***** SUPPLIED PASSAGE *****

Thursday, January 25, 2007

Hearing about the issues in the Supreme Court race

Yesterday, the Milwaukee Bar Association and several other lawyers' organizations held a judicial candidates forum. The forum was hosted by Mike Gousha, newly named Distinguished Fellow in Law & Public Policy at Marquette Law School. I was interested in the remarks of the Supreme Court candidates.

Madison attorney Linda Clifford criticized Judge Ziegler's campaign for a fundraising letter, signed and written by Margaret Farrow, that, in her view, constituted "meaningless labeling and name calling” amd that "attacked the integrity of the court." She said the letter reflected a lack of judicial temperment and called upon Judge Ziegler to renounce what she saw as a product of "extremist elements" in our state.

***** DATA EXTRACT *****

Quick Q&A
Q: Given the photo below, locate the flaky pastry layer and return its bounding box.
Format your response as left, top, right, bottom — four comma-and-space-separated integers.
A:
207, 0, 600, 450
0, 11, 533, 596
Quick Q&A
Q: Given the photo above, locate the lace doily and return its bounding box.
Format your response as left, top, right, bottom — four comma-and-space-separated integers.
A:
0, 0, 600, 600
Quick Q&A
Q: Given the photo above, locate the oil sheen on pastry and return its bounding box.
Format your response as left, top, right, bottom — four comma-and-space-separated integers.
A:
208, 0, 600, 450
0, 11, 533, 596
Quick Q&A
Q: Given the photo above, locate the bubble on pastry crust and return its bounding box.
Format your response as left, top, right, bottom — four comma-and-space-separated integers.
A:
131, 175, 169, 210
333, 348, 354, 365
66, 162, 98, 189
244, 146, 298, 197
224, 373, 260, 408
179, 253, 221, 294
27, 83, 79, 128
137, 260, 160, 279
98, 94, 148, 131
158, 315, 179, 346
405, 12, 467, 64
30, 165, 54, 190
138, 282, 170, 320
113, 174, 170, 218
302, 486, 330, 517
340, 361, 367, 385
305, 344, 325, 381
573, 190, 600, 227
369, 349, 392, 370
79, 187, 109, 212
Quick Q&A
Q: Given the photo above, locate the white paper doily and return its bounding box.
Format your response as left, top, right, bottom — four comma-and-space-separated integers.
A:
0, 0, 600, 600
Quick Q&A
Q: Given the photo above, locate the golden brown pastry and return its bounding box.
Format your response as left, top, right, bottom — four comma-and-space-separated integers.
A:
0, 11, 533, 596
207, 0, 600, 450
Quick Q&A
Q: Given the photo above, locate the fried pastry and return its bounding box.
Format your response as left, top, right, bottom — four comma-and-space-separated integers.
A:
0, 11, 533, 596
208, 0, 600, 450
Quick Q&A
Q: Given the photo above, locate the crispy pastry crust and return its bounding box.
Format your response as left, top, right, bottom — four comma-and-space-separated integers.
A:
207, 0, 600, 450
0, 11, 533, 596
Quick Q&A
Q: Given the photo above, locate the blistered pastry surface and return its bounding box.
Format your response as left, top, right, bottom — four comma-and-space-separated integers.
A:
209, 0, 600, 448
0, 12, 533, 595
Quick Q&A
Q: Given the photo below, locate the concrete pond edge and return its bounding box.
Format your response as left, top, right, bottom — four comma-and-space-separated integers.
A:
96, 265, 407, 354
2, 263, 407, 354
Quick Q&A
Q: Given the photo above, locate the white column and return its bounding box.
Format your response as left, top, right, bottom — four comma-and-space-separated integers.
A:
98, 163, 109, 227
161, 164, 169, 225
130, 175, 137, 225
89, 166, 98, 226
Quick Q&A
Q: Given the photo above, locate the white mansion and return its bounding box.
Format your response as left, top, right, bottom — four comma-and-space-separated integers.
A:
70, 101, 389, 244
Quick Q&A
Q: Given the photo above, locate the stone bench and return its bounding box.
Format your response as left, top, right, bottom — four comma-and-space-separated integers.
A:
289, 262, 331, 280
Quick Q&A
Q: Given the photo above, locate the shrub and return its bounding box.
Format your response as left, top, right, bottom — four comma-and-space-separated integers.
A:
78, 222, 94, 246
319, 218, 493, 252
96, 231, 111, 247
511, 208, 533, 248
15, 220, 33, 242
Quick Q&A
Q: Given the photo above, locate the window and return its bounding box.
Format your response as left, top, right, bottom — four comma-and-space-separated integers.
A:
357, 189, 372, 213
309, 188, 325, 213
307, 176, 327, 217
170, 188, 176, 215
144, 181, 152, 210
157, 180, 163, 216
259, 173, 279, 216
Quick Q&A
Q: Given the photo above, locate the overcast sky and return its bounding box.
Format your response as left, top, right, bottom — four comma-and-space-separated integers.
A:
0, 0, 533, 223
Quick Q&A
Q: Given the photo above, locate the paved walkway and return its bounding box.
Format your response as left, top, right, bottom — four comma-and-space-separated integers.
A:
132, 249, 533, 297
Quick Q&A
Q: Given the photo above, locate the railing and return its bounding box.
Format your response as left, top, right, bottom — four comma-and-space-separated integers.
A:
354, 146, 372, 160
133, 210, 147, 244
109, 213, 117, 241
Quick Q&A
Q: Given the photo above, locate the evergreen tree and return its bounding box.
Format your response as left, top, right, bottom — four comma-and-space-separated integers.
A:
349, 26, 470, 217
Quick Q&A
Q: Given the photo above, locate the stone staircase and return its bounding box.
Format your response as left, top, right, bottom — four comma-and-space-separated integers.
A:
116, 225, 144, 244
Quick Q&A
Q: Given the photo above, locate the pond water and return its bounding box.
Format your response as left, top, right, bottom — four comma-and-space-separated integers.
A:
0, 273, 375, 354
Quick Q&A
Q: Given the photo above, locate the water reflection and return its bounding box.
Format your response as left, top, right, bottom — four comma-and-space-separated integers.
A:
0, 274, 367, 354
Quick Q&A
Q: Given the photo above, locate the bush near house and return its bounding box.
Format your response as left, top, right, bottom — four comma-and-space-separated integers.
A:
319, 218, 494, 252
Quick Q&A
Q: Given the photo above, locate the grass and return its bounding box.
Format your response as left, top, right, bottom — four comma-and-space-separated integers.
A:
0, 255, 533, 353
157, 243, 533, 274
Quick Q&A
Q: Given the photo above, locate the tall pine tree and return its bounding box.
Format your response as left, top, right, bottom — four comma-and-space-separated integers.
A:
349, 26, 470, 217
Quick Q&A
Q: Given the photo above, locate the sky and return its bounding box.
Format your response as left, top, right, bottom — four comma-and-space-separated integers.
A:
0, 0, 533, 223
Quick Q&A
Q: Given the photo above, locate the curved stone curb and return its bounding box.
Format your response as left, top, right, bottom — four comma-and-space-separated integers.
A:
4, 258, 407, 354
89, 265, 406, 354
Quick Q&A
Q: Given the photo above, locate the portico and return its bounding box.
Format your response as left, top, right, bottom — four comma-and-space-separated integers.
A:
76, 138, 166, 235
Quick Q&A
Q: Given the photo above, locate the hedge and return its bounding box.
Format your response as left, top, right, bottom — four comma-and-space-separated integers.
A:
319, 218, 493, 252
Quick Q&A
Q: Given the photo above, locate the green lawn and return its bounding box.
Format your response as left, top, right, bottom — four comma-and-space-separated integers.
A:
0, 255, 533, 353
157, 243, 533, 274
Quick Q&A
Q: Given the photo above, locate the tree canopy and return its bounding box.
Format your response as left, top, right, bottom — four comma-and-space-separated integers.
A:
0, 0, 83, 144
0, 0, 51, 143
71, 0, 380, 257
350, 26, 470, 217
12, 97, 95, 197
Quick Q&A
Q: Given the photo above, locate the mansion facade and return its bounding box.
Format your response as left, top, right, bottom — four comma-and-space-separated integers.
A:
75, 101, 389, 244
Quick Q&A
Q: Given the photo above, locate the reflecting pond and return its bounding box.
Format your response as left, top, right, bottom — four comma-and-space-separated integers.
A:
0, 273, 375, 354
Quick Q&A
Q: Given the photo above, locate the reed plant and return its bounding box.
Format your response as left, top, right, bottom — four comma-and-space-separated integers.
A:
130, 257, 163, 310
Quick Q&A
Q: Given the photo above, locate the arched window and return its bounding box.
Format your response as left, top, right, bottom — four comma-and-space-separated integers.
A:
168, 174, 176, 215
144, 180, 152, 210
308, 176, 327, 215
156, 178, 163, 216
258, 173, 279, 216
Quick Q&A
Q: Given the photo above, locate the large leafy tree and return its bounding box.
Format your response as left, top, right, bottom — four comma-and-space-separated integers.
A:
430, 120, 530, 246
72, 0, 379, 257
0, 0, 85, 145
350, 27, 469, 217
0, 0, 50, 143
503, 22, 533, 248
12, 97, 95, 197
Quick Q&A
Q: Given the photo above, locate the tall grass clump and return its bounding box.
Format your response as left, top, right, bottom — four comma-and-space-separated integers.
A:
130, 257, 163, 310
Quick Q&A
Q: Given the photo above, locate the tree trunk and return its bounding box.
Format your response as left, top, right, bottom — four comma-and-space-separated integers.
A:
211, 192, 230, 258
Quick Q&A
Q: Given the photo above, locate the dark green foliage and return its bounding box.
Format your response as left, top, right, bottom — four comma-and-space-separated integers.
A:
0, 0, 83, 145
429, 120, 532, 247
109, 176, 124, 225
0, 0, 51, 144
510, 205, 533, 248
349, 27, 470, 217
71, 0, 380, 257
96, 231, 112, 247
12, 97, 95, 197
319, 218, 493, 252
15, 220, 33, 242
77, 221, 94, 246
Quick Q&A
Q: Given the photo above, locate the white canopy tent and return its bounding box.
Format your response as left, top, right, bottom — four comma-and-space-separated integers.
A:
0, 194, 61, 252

*****

EXERCISE DESCRIPTION
Revise the blog post starting at the words "Yesterday, the Milwaukee" and stopping after "Supreme Court candidates.", with "forum" changed to "panel" throughout. None of the entries above has any bearing on what follows.

WORKED SOLUTION
Yesterday, the Milwaukee Bar Association and several other lawyers' organizations held a judicial candidates panel. The panel was hosted by Mike Gousha, newly named Distinguished Fellow in Law & Public Policy at Marquette Law School. I was interested in the remarks of the Supreme Court candidates.